* Exercise requirements *
What follows is a set of records. Repeat every one of them exactly.

★ ★ ★ ★

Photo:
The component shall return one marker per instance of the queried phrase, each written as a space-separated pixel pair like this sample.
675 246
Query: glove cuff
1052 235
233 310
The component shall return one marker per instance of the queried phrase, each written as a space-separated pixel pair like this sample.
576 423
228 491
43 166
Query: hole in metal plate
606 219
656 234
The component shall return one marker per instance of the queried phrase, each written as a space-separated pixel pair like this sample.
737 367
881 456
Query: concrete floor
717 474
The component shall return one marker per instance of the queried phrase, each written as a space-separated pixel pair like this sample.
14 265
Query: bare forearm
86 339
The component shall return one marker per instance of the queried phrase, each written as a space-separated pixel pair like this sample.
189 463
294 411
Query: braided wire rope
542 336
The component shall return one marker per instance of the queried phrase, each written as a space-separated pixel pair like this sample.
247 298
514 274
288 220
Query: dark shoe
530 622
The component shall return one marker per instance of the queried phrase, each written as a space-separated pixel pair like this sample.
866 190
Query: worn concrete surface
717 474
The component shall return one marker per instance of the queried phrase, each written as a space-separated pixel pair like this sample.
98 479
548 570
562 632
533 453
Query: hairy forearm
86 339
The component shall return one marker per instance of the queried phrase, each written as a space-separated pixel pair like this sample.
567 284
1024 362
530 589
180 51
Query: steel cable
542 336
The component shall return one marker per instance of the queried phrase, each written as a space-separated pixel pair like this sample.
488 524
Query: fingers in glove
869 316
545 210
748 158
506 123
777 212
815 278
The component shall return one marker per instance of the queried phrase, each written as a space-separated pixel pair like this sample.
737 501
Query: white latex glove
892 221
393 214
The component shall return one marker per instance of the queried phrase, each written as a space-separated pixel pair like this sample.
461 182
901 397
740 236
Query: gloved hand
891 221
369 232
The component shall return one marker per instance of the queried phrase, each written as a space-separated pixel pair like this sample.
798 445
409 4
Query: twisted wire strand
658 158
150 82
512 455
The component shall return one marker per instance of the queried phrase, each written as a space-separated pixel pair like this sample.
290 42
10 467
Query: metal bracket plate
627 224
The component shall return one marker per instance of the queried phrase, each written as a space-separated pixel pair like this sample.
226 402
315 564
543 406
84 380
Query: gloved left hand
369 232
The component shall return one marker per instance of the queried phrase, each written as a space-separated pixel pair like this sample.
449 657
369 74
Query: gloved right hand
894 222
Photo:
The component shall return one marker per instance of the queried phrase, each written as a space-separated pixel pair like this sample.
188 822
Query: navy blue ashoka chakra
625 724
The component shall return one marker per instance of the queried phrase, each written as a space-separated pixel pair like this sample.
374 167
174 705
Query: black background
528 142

★ ★ ★ ★

* Answer area *
Photo:
The component shall return one marker per instance of the queried phrase, each written as a space-separated pixel pair like this sample.
675 246
Query: glove cuff
1052 235
233 310
The component shall return one marker per instance of the queried phrase, each written as a space-separated pixel pair like this sample.
576 423
228 491
43 166
Query: hole in metal plate
606 219
656 234
The component shall return one marker per instance of the queried phrase, each written as a space-separated pixel pair like this sample.
737 367
881 456
Query: concrete floor
717 474
The component shall return one marker per instance of the queried phrase, each written as a space-separated pixel pair like this sample.
14 265
Query: bare forearm
86 339
The component shall return one marker per instance of the queried phrase, each written as a space-separated pixel pair like this sample.
189 463
294 411
Query: braided wire rope
542 336
The component shall return one marker per instance of the queried phrase, each written as a space-separated pixel pair like this sample.
247 298
514 274
288 220
Query: dark shoe
530 622
The component shall return one marker per instance of the queried phrase, each written as a space-separated pixel pair like this sample.
866 190
Query: worn concrete surface
717 474
The component shall return one marker per instance of the queried phrase, each written as a space-separated pixel pair like this sample.
98 479
548 570
562 632
533 453
Query: hairy forearm
86 339
The component shall return one marker per instance of the queried phrase, each written as a space-separated pixel pair like this sample.
567 284
1024 362
530 589
180 51
Query: steel cable
542 336
The component shall return one marker per instance of the queried phrase, each written as a space-separated pixel pair like this sample.
488 524
Query: fingers in glove
869 316
545 210
748 158
506 123
777 212
815 278
The component shall return one marker per instance of the queried phrase, each written as a space-separated pixel pair like this sample.
737 501
Query: white latex glove
892 221
393 214
The component shall return one marker per instance of the queried phrase, each written as a space-separated pixel pair like this sample.
461 182
901 397
740 236
Query: gloved hand
891 221
369 232
The component shall return one marker per instance of the queried phrase, each written as a space-separated pixel pair like this sample.
798 445
409 4
Query: twisted wire strand
658 158
150 82
512 455
The component shall return one marker per instance of the queried phrase, each written as a space-separated pixel pair like this sample.
290 42
10 467
Query: metal bracket plate
627 224
The component shall return one marker per instance of the queried phrase, each written as a space-separated pixel pair like this sample.
226 402
315 564
543 406
84 380
Query: gloved left hand
369 232
The component shall return one marker per instance of the queried phrase, each written as a space-separated pixel pair like this sample.
449 657
369 74
Query: gloved right hand
894 222
Photo:
The component shall return one marker per instance of the queried phrase, each written as a space-separated pixel pair like this sample.
188 822
Query: navy blue ashoka chakra
625 724
The component shall return one marker per instance of the queried phrase, each written as a space-separated pixel pair like this sample.
374 167
174 705
Query: black background
528 142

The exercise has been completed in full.